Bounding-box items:
☆ ☆ ☆ ☆
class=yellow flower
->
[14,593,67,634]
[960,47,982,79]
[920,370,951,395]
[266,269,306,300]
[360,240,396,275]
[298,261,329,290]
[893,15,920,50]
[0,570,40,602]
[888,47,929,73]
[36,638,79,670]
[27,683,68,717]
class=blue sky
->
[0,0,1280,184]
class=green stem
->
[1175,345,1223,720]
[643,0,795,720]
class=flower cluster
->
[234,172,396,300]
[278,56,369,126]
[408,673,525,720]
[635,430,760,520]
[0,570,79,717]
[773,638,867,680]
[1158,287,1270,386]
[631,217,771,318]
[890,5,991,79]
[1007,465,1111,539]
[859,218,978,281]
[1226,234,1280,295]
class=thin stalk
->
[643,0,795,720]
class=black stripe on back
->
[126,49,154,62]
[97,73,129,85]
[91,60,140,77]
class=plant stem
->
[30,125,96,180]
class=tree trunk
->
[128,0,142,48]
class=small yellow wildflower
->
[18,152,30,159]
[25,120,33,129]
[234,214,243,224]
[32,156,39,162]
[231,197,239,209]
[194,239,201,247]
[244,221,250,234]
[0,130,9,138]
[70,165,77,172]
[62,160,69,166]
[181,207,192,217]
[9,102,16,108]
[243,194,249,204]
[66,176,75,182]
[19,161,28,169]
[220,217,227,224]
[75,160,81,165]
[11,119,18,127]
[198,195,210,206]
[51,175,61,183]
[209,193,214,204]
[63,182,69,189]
☆ ☆ ☆ ☆
**Task goal:** Update the items above by replacing "stem" with "shoot" wherever it occurs, and reproduce every line with nothing else altered.

**Complete output:**
class=yellow flower
->
[14,593,67,634]
[960,47,982,79]
[920,370,951,395]
[266,269,306,300]
[360,240,396,275]
[298,261,329,290]
[893,15,920,50]
[0,570,40,602]
[888,47,929,73]
[36,638,79,670]
[27,683,68,717]
class=blue sky
->
[0,0,1280,184]
class=green shoot
->
[1175,345,1223,720]
[643,0,795,720]
class=flower cluster
->
[234,172,396,300]
[278,56,369,126]
[408,673,525,720]
[635,430,760,520]
[0,570,79,717]
[773,638,867,680]
[1158,287,1270,386]
[631,217,771,318]
[890,5,991,79]
[1007,465,1111,539]
[859,218,978,281]
[1226,234,1280,295]
class=thin stalk
->
[643,0,795,720]
class=black stripe on back
->
[126,49,154,62]
[97,73,129,85]
[91,60,140,77]
class=plant shoot
->
[30,125,96,180]
class=tree trunk
->
[128,0,142,48]
class=small yellow wildflower
->
[18,152,30,159]
[25,120,33,129]
[234,214,243,224]
[32,156,39,162]
[231,197,239,209]
[194,239,201,247]
[244,221,250,234]
[0,130,9,138]
[70,165,77,172]
[62,160,69,166]
[181,207,192,217]
[9,102,16,108]
[243,194,249,204]
[66,176,75,182]
[19,161,28,169]
[220,217,227,224]
[75,160,81,165]
[11,119,18,127]
[198,195,210,206]
[51,175,61,183]
[209,193,214,204]
[63,182,69,189]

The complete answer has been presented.